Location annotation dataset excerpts
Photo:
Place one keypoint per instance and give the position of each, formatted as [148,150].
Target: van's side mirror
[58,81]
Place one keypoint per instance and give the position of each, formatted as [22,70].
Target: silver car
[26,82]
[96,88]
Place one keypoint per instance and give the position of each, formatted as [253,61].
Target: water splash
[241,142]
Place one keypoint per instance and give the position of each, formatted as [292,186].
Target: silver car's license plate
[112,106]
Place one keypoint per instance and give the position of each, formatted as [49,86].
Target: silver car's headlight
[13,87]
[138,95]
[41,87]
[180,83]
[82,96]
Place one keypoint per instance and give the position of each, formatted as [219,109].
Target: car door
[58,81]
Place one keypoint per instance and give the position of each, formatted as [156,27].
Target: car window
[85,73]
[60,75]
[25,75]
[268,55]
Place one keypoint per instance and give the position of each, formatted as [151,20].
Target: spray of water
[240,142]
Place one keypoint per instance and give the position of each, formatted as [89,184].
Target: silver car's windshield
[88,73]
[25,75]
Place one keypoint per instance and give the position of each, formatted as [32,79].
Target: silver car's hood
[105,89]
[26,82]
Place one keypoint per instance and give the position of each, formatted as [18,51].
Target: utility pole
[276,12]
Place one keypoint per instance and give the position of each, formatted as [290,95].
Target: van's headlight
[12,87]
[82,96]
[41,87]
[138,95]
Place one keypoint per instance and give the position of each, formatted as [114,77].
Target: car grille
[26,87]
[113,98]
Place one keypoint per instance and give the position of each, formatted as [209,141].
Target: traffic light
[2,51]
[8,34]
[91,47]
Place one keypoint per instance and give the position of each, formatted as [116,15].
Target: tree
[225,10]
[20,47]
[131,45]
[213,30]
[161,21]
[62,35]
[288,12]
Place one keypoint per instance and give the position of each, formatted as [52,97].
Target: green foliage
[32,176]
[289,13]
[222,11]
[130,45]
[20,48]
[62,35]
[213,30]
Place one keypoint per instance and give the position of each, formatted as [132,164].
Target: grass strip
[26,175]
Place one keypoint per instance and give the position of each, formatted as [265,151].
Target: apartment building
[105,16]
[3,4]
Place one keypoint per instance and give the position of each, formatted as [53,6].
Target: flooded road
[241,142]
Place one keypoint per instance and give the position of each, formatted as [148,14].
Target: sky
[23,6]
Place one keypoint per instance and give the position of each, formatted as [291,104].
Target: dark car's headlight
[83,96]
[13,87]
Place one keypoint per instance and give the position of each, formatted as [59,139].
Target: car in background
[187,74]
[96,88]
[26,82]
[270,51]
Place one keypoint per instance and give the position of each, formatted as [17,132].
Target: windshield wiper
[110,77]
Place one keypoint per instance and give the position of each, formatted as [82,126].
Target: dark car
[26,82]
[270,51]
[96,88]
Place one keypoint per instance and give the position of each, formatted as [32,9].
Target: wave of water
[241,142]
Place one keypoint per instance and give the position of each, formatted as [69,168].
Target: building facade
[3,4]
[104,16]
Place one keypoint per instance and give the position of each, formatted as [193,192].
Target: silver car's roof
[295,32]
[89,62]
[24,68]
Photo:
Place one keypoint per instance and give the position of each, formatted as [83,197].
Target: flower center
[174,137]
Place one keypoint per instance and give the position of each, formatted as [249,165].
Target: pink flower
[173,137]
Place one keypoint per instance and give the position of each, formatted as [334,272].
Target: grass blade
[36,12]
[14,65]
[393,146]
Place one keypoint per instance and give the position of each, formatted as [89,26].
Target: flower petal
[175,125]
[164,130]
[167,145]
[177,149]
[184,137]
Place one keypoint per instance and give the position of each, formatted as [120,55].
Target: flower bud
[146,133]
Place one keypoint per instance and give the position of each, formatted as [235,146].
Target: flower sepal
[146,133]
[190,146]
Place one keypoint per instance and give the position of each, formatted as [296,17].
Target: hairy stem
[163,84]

■ **Task**
Return, word for word, the part of the records that runs from the line containing "formatted as [334,272]." through the end of the records.

■ **The reply**
Place one keypoint per instance and give the position of each, formatted as [334,272].
Target: grass blade
[36,12]
[14,65]
[393,146]
Place one keypoint per instance and give the position of each, formatted as [89,26].
Target: flower petal
[175,125]
[164,130]
[167,145]
[177,149]
[184,137]
Place one keypoint per instance and give the position of each, formatted as [120,55].
Target: flower bud
[146,133]
Place one keypoint per instance and give the position of each, formatted as [235,146].
Target: flower sepal
[146,133]
[190,146]
Place one keypoint per instance and give the position of each, formatted as [296,17].
Target: hairy stem
[163,84]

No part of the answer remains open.